**Exercise prompt**
Copy each of the following records word for word, with no changes.

╭─ Given records

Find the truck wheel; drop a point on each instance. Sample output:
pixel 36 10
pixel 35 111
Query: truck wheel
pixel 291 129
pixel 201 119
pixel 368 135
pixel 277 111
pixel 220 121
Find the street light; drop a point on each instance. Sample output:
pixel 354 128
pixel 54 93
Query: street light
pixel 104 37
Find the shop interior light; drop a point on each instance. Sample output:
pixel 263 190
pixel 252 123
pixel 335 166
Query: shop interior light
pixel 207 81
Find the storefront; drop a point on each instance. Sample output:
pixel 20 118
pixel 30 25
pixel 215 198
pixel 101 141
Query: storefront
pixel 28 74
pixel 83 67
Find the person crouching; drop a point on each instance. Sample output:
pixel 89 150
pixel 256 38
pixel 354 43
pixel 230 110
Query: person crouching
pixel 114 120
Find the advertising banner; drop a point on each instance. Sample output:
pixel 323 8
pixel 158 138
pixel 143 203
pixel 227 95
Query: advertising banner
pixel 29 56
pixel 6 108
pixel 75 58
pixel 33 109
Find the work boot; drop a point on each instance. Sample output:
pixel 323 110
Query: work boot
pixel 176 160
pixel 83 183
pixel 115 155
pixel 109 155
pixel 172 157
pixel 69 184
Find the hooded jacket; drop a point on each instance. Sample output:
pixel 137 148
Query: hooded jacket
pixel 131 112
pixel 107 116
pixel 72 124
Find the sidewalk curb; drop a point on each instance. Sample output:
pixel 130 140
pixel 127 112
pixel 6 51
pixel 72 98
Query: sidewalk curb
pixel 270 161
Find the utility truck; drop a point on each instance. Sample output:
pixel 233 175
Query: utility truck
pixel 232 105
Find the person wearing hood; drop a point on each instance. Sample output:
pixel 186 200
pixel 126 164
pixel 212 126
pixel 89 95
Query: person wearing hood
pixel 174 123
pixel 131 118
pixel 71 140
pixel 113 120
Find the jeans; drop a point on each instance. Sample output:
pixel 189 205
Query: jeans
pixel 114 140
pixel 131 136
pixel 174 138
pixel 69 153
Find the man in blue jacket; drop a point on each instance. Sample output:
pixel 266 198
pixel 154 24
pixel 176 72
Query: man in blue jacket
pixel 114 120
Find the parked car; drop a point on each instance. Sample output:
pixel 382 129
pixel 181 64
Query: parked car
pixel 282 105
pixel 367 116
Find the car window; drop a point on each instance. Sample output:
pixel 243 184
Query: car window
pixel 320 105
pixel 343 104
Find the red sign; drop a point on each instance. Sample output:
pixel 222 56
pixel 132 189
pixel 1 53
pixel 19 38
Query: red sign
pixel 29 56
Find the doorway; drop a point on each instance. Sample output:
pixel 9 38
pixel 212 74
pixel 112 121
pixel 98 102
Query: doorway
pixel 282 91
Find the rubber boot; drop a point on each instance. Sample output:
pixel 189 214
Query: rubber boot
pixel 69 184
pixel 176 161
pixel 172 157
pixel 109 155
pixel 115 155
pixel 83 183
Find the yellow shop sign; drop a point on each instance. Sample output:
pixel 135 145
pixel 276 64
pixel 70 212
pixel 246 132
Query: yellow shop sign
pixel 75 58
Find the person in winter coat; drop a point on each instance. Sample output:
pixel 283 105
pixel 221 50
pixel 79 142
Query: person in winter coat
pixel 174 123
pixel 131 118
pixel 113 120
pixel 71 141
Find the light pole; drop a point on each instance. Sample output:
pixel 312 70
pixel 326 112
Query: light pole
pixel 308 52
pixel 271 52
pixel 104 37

╰─

**Reply to the task**
Find the truck wheel; drop a point on each instance. Sample output:
pixel 36 10
pixel 35 111
Query: truck wheel
pixel 291 129
pixel 201 119
pixel 368 135
pixel 277 111
pixel 220 121
Find the street light; drop a point on each instance. Sample output:
pixel 354 128
pixel 54 93
Query: street light
pixel 104 37
Find the shop interior light; drop a point on each instance. Sample output:
pixel 263 190
pixel 252 123
pixel 335 166
Query: shop interior light
pixel 207 81
Find the storefront; drop a point on each instance. Sample output:
pixel 20 118
pixel 30 25
pixel 215 198
pixel 101 141
Query: storefront
pixel 28 74
pixel 83 67
Find the person crouching; drop a point on each instance. Sample output:
pixel 89 150
pixel 256 38
pixel 354 43
pixel 230 110
Query: person crouching
pixel 114 120
Find the advertising banner; drop a point on each instance. Sample output:
pixel 323 8
pixel 158 138
pixel 143 203
pixel 227 95
Query: advertising banner
pixel 29 56
pixel 6 108
pixel 75 58
pixel 33 109
Find the work boot; drop a point on each instance. Sample output:
pixel 323 110
Query: work boot
pixel 176 160
pixel 83 183
pixel 115 155
pixel 109 155
pixel 172 157
pixel 69 184
Find the hooded jacket; drop a point on each instance. Sample output:
pixel 137 148
Query: hooded jacket
pixel 131 112
pixel 107 116
pixel 72 124
Find the sidewalk curb; drop a point on each instance. Sample output:
pixel 130 140
pixel 127 112
pixel 6 51
pixel 72 98
Query: sidewalk curb
pixel 270 161
Find the utility truck; drop a point on each instance. Sample output:
pixel 233 175
Query: utility truck
pixel 232 105
Find the person wearing hood; drop a point on each instance. Sample output:
pixel 186 200
pixel 126 164
pixel 212 126
pixel 89 95
Query: person wearing hood
pixel 174 123
pixel 131 118
pixel 71 140
pixel 113 120
Find the jeans; drop a point on each instance. Sample output:
pixel 189 205
Query: jeans
pixel 114 140
pixel 131 136
pixel 174 138
pixel 69 153
Find the man in blue jacket; drop a point on each instance. Sample output:
pixel 266 198
pixel 154 24
pixel 176 72
Query: man in blue jacket
pixel 114 120
Find the parked car; drop a point on each instance. Sample output:
pixel 382 129
pixel 181 64
Query: parked car
pixel 282 105
pixel 367 116
Find the car window; drop a point on each instance. Sample output:
pixel 243 184
Query: car window
pixel 320 105
pixel 343 104
Find the red sign; drop a point on each instance. Sample output:
pixel 222 56
pixel 132 189
pixel 1 53
pixel 19 38
Query: red sign
pixel 29 56
Find the doorway; drop a point on each instance. Sample output:
pixel 9 38
pixel 212 74
pixel 112 121
pixel 98 102
Query: doorway
pixel 282 91
Find the rubber boot; drop a point on each instance. Sample output:
pixel 189 214
Query: rubber boot
pixel 69 184
pixel 176 161
pixel 172 157
pixel 109 155
pixel 115 155
pixel 83 183
Find the yellow shop sign; drop a point on each instance. Sample output:
pixel 135 145
pixel 276 64
pixel 70 212
pixel 246 132
Query: yellow shop sign
pixel 75 58
Find the person in winter coat; drop a point on each instance. Sample output:
pixel 283 105
pixel 221 50
pixel 79 142
Query: person in winter coat
pixel 174 123
pixel 131 118
pixel 113 120
pixel 71 141
Find the light pole; drop a point on each instance. Sample output:
pixel 312 70
pixel 326 112
Query: light pole
pixel 308 52
pixel 271 52
pixel 104 37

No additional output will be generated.